____ Passage to read

About ELCH

Continuation of the Collaborative Research Center 1319 ELCH till 2025

The Collaborative Research Center "Extreme light for sensing and driving molecular chirality" (ELCH) will be funded by the DFG for another funding period of four years (2022-2025). This was announced by the DFG on November 25, 2021.

Summary of the research program

"Ex­treme light for sens­ing and driv­ing mo­lecu­lar chir­al­ity (ELCH)"

Handedness, a common everyday experience termed chirality in science, has fascinated scientists as well as philosophers for centuries. Molecular chirality is widely recognized for its relevance to the building blocks of life and its vital role for medicine and health. This CRC focuses on a completely different but equally fundamental aspect, namely on a microscopic quantum mechanical understanding of individual chiral molecules in the gas phase under perfectly defined experimental conditions. It employs the most advanced tools of experimental and theoretical gas phase atoms, molecular, and optical/quantum optical (AMO) physics for control and manipulation of chirality on the single-molecule level. With the help of extreme light, covering all relevant excitation regimes in terms of energy, intensity, and temporal resolution, it addresses the full chiral quantum system of electrons and nuclei in each individual molecule. This CRC will provide a purely light-driven gas phase laboratory for chiral molecular physics, which is unprecedented, despite the importance of chiral molecules for practical applications in chemistry and life science and their potential for fundamental physics research. In fundamental physics, chiral molecules can serve as versatile probes due to their inherent connection to tunneling - as discovered by Hund in the early days of quantum mechanics and their pronounced sensitivity to parity violating interactions.

________

Prompt A>
Answer these questions from the ELCH passage:
(i) Which years does the new funding period cover?
(ii) On what date did the DFG announce the continuation?
(iii) Who discovered the connection between chiral molecules and tunneling?
Prompt B>
For each statement, say whether the ELCH passage supports it, and quote the words that decide it.
(i) The research center studies chiral molecules in liquid solution.
(ii) The new funding period lasts four years.
(iii) Handedness has fascinated only scientists.
Prompt C> Go on writing the ELCH passage from where it stops.

____ The data

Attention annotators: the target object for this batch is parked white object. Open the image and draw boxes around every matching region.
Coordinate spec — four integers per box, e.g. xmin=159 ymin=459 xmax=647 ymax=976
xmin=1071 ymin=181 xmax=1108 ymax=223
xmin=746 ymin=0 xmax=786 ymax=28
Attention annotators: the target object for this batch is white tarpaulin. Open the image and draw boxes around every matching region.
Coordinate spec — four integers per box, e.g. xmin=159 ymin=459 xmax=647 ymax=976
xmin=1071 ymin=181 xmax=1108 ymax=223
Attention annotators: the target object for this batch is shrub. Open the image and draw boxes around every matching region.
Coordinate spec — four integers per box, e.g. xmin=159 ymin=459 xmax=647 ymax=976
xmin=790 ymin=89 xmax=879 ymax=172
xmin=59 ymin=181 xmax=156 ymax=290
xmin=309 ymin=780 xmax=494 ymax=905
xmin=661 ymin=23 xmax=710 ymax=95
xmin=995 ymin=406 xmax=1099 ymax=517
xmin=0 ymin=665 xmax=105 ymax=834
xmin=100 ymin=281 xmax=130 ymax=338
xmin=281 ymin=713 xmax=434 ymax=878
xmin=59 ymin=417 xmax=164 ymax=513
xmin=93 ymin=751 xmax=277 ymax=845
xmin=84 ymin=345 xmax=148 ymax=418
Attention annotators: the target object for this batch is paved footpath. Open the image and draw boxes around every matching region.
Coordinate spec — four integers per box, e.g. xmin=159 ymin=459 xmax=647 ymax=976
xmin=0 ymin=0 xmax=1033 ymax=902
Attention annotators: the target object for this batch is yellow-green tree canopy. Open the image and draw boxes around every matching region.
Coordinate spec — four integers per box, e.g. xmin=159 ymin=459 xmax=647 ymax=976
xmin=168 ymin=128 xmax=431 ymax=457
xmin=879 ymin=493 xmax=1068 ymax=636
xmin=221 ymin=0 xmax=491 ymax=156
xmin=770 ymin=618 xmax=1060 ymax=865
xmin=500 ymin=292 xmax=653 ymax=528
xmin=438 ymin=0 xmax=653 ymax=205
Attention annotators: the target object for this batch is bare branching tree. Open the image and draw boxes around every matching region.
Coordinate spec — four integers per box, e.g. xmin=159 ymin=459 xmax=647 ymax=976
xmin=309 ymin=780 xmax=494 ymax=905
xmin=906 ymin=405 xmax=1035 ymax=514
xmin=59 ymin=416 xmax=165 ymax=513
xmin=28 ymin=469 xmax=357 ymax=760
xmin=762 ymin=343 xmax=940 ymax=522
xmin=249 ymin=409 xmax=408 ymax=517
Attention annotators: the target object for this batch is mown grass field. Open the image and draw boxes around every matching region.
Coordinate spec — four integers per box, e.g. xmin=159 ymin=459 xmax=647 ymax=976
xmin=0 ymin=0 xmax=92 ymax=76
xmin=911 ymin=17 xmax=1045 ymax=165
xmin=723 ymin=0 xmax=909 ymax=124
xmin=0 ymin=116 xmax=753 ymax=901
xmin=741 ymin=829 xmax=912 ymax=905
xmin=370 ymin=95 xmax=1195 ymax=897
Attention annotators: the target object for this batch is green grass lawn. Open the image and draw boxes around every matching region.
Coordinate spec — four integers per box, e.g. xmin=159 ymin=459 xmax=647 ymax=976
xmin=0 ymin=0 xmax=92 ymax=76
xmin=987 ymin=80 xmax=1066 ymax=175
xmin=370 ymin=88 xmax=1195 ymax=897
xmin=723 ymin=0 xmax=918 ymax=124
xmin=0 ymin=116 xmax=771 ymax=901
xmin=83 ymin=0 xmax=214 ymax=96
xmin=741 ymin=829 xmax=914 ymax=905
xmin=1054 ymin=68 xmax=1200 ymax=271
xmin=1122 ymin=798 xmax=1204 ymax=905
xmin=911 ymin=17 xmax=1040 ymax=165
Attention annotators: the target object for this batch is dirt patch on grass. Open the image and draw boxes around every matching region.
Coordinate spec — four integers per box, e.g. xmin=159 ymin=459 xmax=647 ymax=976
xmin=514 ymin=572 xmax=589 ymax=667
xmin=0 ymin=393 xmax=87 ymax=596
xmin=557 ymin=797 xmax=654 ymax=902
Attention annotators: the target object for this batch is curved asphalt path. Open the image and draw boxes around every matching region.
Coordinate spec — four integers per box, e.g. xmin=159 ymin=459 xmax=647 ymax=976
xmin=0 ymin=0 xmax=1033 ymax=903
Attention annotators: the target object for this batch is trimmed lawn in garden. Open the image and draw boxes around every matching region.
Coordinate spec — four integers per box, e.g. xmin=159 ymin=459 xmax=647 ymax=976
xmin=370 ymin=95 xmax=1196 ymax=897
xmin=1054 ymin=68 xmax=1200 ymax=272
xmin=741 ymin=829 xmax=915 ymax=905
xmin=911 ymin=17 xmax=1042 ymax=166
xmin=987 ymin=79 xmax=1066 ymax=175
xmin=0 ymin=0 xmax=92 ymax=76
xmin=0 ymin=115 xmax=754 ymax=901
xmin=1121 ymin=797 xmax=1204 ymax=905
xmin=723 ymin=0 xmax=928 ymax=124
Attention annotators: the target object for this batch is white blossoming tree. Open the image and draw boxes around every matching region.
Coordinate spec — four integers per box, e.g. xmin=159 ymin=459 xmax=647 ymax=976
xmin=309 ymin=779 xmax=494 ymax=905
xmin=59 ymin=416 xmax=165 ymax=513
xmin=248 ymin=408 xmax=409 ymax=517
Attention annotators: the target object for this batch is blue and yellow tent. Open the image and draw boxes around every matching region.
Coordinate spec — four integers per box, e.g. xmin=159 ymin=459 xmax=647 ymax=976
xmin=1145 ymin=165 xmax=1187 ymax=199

________

Answer section A>
(i) 2022-2025
(ii) November 25, 2021
(iii) Hund

Answer section B>
(i) No: "individual chiral molecules in the gas phase"
(ii) Yes: "another funding period of four years (2022-2025)"
(iii) No: "has fascinated scientists as well as philosophers for centuries"

Answer section C>
The tremendous attention is paid to individual aspects of gas phase single-molecule chirality in the current scientific discussion attests to the timeliness of our CRC application. The PIs of our consortium are among the drivers of this development, with several ground-breaking contributions in recent years. This CRC brings together these renowned theorists and experimentalists with world-leading technologies, who join forces in order to understand, as the main scientific goal, single-molecule chirality and the electronic response of chiral molecules to electromagnetic radiation. This understanding will provide the basis for controlling chirality on the single-molecule level. Within our CRC, we will develop advanced and light-based methods for the analysis, separation, cooling, trapping, manipulation and control of chiral molecules. Our specific long-term goals are the efficient determination of absolute configuration on the single-molecule level in the gas phase, chiral purification, i.e. the complete light-driven conversion of a sample of molecules with mixed handedness into a sample with only one handedness, and to perform fundamental physics experiments with chiral molecules.

Besides our scientific aims, we will pursue three further key goals within the CRC. The strategic goal is to establish an internationally leading research center for light-driven chiral molecules in the gas phase. The core activities at Universität Kassel will be closely linked to the participating institutions Universität Frankfurt, Universität Marburg and DESY, invigorating existing collaborations and establishing new ones. The CRC can build on a 15-year focused hiring policy in AMO physics at Universität Kassel and on a four-year funded collaborative project on chiral molecules between the Hessian partners through the Excellence Initiative of the State of Hesse. The educational goal is to provide the best possible training for students and postdocs in this promising new area of AMO science and give the initial boost for their later career. Science education will be complemented by a dedicated outreach program, with measures that span from child care through high school to the general public. Our gender equality goal is to take advantage of the already high-level infrastructure at Universität Kassel and substantiate it by physics specific components that will encourage female scientists to advance to senior ranks of research.

LOEWE ELCH

The CRC 1319 ELCH is a follow-up of the very successful earlier research collaboration „Electron Dynamics of the Chiral Systems” with the same acronym ELCH but with a different focus. The previous ELCH project was funded within the Hesse excellence initiative LOEWE (Landes-Offensive zur Entwicklung Wissenschaftlich-ökonomischer Exzellenz) between 2013 and 2016.